Be it death by Karoshi, inability to cope or lacking the readiness to handle today’s intense work environments, but there appears to be an increasing incidence of mental health issues across workplaces today. As employees stretch to keep up with fast-paced and intensely competitive workplaces, they are increasingly succumbing to mental health issues. Many check into mental health clinics feeling unhappy, exhausted, despondent and depleted. With most of their waking hours consumed by the demands at work, they struggle with a bleak view of their lives and fear feeling trapped or lacking the energy to even care or something about their situation.
Mental health professionals identify these as classic symptoms of burnout – “ a state of emotional, mental, and physical exhaustion caused by excessive and prolonged stress”. When left unattended, burnout can severely affect motivation levels, reduce productivity and leave individuals feeling disengaged, cynical, and resentful. Needless to mention, this is not a healthy trend within workplaces and organisations need to start acting on it urgently.
What causes burnout?
Firstly, it’s important to understand that stress and burnout, while they sound similar, are not quite the same.
Stress can occur in situations involving too much work, and its physical symptoms include low energy level and muscle tensions/aches, and emotional symptoms may include over-reactiveness or a tendency to develop anxiety related disorders. However, it’s possible that stress can be experienced as Eustress – where a demand for increased activity pushes employees positively in delivering more through improved solutions.
Burnout on the other hand develops as a gradual process in response to an unhealthy work environment and is largely presented with emotional symptoms including blunted feelings, apathy, and a sense of worthlessness and disengagement. In addition it makes the individual feel powerless and lacking a sense of control over their circumstances.

#### ACTIVITY
Duplicate the entire text on workplace burnout word for word. The records that come next are separate material and have no connection to the text about workplace burnout.

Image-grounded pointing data
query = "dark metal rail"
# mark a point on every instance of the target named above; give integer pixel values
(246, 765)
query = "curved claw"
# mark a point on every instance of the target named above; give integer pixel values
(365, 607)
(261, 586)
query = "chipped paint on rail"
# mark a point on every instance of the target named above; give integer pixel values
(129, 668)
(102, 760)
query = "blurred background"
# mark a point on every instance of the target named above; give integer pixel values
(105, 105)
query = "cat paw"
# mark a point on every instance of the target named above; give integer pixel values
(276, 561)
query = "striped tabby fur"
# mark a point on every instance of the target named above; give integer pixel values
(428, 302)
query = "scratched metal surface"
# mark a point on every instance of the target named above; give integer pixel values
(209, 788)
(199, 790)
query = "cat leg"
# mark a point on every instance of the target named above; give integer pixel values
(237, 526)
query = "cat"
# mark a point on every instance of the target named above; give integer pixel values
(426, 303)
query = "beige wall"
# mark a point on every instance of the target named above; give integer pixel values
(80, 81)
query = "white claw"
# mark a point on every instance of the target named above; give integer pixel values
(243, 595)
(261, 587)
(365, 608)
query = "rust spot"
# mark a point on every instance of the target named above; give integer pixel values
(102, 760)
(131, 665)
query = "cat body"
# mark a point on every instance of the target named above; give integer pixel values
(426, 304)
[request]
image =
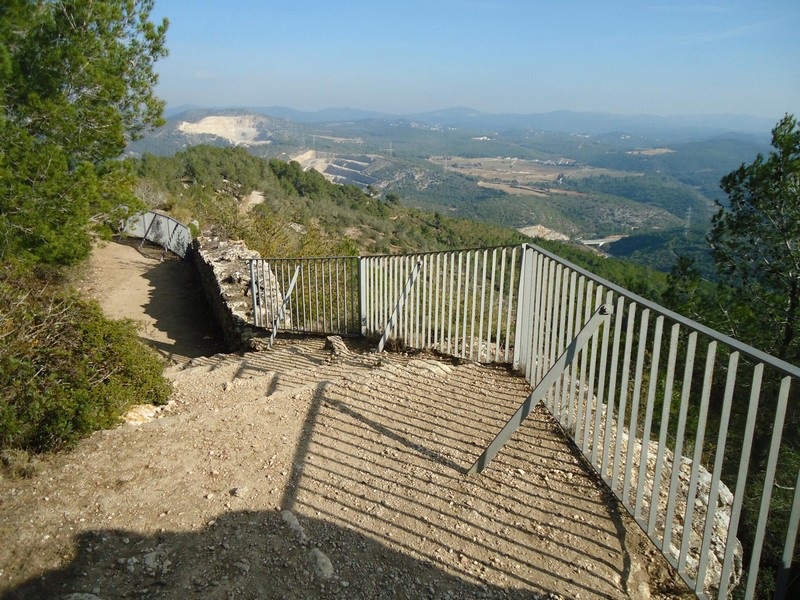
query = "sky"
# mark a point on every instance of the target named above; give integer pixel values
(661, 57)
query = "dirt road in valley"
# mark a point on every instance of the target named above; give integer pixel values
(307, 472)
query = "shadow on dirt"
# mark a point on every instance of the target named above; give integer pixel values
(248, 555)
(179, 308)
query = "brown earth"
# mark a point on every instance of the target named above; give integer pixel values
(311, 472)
--
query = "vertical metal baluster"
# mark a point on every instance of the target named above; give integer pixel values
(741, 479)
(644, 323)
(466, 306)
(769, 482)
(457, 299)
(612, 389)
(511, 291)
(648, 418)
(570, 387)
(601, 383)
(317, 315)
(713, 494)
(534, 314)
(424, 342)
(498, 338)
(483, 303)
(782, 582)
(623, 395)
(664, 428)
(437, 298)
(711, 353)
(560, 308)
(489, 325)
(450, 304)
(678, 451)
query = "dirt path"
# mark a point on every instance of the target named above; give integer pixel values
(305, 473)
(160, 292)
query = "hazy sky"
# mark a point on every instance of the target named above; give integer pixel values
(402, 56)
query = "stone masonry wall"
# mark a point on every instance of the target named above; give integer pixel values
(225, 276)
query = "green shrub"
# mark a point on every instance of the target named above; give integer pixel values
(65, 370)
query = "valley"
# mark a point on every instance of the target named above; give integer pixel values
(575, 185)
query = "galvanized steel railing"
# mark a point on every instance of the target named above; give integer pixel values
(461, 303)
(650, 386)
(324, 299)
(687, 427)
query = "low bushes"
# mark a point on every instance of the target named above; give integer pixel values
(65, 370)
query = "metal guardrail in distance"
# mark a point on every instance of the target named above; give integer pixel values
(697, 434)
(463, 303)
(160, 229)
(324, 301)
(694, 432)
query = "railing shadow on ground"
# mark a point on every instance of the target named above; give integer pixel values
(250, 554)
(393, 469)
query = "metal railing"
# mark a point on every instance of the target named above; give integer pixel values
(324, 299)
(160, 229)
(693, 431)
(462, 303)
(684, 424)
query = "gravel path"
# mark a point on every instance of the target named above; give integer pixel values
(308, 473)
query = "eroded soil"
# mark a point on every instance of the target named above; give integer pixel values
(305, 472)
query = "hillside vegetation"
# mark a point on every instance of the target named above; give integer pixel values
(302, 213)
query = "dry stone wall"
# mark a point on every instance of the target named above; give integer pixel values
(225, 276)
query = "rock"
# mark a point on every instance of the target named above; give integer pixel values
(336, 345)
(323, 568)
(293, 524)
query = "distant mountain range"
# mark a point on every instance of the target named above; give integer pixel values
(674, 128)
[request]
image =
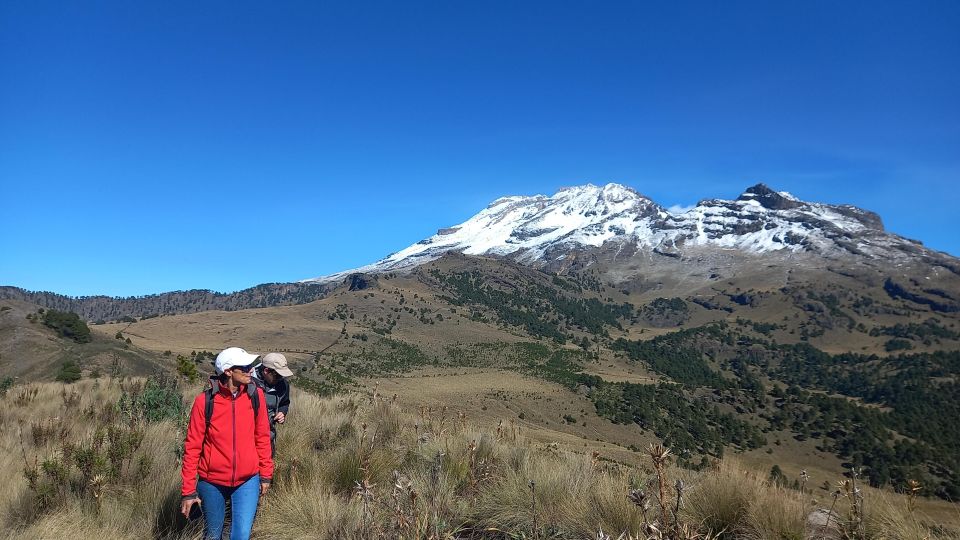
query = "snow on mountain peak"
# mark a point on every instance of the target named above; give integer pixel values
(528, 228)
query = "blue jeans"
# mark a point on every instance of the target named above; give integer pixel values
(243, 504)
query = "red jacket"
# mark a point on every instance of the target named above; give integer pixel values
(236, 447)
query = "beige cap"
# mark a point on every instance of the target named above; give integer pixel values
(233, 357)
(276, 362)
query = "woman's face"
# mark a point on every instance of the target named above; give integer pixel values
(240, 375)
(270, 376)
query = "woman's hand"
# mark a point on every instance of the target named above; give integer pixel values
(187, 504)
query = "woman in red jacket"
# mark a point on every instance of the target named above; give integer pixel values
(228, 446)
--
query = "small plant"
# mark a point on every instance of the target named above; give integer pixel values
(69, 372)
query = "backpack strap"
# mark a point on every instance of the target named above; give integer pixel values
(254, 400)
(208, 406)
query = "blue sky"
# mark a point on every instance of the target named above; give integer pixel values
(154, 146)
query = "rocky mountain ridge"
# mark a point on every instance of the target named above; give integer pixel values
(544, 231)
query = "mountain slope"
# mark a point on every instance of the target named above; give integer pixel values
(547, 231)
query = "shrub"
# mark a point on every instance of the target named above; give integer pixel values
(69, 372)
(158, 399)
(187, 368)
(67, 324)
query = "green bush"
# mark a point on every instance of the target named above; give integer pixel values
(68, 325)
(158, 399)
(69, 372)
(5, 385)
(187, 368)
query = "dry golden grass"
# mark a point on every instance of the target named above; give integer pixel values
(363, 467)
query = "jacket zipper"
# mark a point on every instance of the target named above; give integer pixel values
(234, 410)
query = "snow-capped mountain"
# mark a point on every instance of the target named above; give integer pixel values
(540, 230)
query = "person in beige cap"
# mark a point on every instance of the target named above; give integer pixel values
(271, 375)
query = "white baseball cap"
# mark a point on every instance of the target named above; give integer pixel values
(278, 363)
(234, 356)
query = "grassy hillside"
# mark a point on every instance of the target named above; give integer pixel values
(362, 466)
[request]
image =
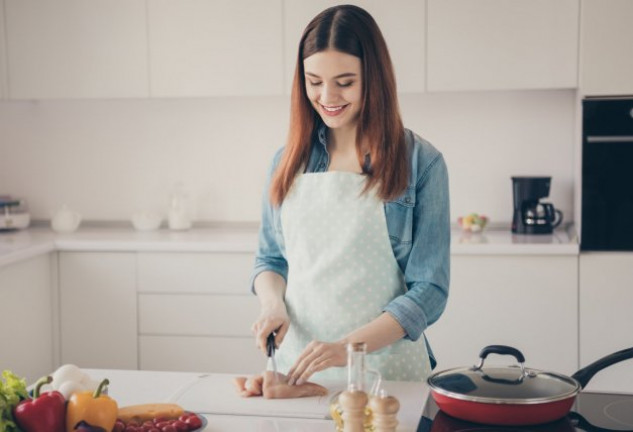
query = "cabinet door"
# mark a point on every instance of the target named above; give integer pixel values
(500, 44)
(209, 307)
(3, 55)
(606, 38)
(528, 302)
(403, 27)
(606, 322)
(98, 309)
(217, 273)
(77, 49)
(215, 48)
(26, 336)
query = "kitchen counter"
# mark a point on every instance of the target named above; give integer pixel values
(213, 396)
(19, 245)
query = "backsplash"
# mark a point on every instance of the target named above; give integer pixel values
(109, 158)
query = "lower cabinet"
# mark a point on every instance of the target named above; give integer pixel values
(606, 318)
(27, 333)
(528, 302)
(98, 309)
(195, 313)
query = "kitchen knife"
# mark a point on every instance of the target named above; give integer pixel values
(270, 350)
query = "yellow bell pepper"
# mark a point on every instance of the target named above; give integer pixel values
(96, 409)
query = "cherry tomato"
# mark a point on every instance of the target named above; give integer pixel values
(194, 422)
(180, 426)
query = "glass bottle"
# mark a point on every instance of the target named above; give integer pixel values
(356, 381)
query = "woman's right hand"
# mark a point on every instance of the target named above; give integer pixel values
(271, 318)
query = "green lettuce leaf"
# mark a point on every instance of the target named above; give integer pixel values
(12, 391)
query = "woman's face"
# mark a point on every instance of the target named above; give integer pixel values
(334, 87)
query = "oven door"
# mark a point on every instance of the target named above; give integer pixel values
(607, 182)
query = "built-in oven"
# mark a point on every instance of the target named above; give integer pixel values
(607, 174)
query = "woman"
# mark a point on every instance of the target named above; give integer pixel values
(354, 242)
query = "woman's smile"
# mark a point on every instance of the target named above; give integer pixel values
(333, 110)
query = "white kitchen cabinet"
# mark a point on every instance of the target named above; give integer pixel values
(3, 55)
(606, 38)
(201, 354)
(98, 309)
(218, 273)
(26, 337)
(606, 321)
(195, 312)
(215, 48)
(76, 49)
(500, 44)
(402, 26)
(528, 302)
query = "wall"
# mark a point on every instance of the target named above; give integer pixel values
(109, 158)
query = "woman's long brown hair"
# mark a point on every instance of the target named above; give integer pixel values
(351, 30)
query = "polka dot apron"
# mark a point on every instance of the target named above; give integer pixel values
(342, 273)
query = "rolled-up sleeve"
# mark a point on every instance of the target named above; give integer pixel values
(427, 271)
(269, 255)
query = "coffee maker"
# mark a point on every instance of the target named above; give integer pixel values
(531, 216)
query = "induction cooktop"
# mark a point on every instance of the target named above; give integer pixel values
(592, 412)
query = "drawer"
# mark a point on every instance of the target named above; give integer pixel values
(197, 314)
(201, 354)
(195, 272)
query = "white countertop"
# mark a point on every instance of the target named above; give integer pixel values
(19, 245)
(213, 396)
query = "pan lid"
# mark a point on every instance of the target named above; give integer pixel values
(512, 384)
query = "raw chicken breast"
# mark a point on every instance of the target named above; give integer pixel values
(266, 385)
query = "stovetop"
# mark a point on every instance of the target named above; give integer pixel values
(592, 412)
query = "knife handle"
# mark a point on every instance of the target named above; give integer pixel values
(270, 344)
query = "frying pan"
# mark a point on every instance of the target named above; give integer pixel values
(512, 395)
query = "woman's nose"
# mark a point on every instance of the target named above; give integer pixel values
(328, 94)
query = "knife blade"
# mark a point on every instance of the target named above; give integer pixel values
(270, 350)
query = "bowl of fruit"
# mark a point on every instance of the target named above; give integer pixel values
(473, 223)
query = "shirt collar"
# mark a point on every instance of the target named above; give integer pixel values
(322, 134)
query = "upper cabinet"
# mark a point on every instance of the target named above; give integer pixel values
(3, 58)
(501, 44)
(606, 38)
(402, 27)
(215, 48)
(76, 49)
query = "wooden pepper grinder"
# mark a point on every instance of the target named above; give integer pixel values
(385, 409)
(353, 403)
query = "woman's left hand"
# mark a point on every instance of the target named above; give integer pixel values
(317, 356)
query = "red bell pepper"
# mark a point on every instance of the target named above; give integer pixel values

#### RESULT BELOW
Be it death by Karoshi, inability to cope or lacking the readiness to handle today’s intense work environments, but there appears to be an increasing incidence of mental health issues across workplaces today. As employees stretch to keep up with fast-paced and intensely competitive workplaces, they are increasingly succumbing to mental health issues. Many check into mental health clinics feeling unhappy, exhausted, despondent and depleted. With most of their waking hours consumed by the demands at work, they struggle with a bleak view of their lives and fear feeling trapped or lacking the energy to even care or something about their situation.
Mental health professionals identify these as classic symptoms of burnout – “ a state of emotional, mental, and physical exhaustion caused by excessive and prolonged stress”. When left unattended, burnout can severely affect motivation levels, reduce productivity and leave individuals feeling disengaged, cynical, and resentful. Needless to mention, this is not a healthy trend within workplaces and organisations need to start acting on it urgently.
What causes burnout?
Firstly, it’s important to understand that stress and burnout, while they sound similar, are not quite the same.
Stress can occur in situations involving too much work, and its physical symptoms include low energy level and muscle tensions/aches, and emotional symptoms may include over-reactiveness or a tendency to develop anxiety related disorders. However, it’s possible that stress can be experienced as Eustress – where a demand for increased activity pushes employees positively in delivering more through improved solutions.
Burnout on the other hand develops as a gradual process in response to an unhealthy work environment and is largely presented with emotional symptoms including blunted feelings, apathy, and a sense of worthlessness and disengagement. In addition it makes the individual feel powerless and lacking a sense of control over their circumstances.